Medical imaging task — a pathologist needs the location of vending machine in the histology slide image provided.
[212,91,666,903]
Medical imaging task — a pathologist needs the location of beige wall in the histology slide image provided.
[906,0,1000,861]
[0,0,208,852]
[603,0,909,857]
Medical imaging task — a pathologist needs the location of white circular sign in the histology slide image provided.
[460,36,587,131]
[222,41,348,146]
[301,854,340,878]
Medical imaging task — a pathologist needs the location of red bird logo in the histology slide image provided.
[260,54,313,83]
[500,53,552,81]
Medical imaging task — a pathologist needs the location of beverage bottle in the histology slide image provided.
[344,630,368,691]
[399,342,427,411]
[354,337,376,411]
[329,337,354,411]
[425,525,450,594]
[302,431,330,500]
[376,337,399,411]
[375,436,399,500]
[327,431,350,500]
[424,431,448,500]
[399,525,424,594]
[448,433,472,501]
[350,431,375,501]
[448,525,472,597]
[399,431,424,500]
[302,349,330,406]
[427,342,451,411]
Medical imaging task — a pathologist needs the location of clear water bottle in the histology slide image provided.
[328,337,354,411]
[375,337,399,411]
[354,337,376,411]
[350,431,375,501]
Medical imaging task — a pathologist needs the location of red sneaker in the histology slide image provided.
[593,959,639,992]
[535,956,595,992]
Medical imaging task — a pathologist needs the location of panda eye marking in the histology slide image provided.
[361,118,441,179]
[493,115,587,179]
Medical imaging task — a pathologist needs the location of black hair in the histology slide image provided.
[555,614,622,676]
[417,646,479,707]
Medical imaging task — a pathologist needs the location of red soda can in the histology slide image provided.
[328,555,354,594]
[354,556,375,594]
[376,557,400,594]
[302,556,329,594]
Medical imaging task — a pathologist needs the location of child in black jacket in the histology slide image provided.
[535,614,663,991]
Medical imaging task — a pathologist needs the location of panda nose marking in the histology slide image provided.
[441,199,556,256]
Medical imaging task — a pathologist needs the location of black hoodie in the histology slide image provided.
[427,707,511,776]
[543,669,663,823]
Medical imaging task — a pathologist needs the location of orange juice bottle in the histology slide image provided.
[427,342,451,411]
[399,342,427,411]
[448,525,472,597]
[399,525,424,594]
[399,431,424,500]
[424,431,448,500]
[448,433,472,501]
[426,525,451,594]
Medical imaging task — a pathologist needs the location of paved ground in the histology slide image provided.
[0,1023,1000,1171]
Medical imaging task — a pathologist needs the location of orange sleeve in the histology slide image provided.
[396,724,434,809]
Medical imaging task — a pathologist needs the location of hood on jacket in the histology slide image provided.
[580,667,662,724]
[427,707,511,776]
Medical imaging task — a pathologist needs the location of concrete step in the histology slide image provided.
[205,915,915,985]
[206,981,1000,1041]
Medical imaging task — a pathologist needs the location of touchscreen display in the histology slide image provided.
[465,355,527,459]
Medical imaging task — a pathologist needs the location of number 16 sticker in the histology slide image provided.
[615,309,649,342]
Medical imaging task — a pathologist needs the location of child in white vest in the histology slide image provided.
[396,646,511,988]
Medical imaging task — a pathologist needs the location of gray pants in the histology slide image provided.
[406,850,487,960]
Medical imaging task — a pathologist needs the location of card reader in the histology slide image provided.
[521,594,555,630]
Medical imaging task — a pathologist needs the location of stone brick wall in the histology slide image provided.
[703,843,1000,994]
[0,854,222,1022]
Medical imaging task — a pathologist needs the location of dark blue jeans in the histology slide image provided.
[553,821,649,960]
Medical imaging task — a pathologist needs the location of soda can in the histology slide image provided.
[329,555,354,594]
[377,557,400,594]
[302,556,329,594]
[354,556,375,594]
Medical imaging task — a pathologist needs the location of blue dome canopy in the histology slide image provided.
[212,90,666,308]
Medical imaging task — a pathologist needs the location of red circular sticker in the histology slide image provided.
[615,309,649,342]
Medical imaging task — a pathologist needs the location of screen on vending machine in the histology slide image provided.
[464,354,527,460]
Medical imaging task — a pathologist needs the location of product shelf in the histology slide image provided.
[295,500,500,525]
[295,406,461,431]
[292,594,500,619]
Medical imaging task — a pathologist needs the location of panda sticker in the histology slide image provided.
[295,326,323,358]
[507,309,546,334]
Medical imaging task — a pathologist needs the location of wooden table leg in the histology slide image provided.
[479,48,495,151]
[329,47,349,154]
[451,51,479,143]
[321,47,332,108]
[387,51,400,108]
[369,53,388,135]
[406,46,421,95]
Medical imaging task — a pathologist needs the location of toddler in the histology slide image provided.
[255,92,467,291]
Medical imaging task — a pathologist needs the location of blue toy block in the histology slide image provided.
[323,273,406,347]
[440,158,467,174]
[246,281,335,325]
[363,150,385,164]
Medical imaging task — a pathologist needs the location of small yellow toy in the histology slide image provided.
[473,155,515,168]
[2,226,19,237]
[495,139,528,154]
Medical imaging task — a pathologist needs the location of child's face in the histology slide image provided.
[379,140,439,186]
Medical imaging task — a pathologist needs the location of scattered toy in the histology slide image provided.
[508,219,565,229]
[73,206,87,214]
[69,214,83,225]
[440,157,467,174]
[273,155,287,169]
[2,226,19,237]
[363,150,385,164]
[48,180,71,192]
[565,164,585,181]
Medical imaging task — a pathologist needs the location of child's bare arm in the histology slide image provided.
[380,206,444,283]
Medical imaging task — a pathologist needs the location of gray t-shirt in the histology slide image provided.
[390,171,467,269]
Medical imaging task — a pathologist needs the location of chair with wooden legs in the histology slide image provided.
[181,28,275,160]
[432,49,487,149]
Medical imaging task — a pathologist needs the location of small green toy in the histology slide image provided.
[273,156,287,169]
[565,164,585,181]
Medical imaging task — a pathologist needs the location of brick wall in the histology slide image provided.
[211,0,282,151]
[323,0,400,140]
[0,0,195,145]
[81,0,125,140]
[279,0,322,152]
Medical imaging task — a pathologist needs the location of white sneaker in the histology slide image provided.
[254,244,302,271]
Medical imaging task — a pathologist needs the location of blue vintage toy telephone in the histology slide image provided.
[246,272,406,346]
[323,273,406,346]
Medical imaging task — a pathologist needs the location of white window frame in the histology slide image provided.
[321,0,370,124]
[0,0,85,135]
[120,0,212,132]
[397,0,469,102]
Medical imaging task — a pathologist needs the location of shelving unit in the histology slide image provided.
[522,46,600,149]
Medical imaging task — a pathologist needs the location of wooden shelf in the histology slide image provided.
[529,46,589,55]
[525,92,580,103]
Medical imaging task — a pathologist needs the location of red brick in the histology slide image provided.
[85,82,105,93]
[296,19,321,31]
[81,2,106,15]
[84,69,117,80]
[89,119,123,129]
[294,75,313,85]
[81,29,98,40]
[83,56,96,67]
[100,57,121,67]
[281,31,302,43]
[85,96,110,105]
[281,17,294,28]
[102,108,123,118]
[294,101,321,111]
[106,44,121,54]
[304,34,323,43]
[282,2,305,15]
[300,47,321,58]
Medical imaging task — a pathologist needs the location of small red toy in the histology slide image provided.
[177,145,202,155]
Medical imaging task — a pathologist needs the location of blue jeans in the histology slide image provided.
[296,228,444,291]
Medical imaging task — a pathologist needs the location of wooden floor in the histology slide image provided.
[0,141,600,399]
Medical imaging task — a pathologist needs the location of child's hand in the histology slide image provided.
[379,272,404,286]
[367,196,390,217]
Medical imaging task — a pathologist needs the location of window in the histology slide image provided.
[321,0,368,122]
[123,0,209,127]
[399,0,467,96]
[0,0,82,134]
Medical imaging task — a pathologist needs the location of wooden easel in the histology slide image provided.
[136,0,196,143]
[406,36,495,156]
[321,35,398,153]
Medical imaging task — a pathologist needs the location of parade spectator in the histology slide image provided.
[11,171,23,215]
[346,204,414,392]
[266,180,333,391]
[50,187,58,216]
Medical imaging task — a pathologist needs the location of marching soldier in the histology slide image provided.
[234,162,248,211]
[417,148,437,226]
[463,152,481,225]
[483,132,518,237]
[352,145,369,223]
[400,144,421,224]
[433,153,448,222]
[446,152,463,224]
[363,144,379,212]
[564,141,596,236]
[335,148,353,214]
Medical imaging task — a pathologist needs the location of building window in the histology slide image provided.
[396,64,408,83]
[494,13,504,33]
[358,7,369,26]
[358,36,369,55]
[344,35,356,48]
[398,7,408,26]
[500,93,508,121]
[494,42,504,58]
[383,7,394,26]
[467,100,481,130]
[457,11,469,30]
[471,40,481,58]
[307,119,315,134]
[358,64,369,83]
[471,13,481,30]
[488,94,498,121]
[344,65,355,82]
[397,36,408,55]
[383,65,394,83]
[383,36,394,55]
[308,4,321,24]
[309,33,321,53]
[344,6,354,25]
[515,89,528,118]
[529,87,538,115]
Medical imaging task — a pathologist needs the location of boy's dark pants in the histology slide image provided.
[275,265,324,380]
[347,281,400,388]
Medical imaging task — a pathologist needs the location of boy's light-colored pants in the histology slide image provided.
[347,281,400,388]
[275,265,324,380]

■ **Exercise goal**: Reproduce only the lines that begin at the one containing "sign in the histology slide image provided." and stop after the one containing "[500,53,552,81]", with "logo" swapped for "emblem" and everything else left unchanged.

■ **Worked solution**:
Medical imaging task — a pathologist needs the location of white circular sign in the histology slide image provided.
[460,36,587,131]
[222,41,348,146]
[301,854,340,878]
Medical imaging task — a pathologist needs the location of red bird emblem in the histology slide image provided.
[260,54,313,83]
[500,53,552,81]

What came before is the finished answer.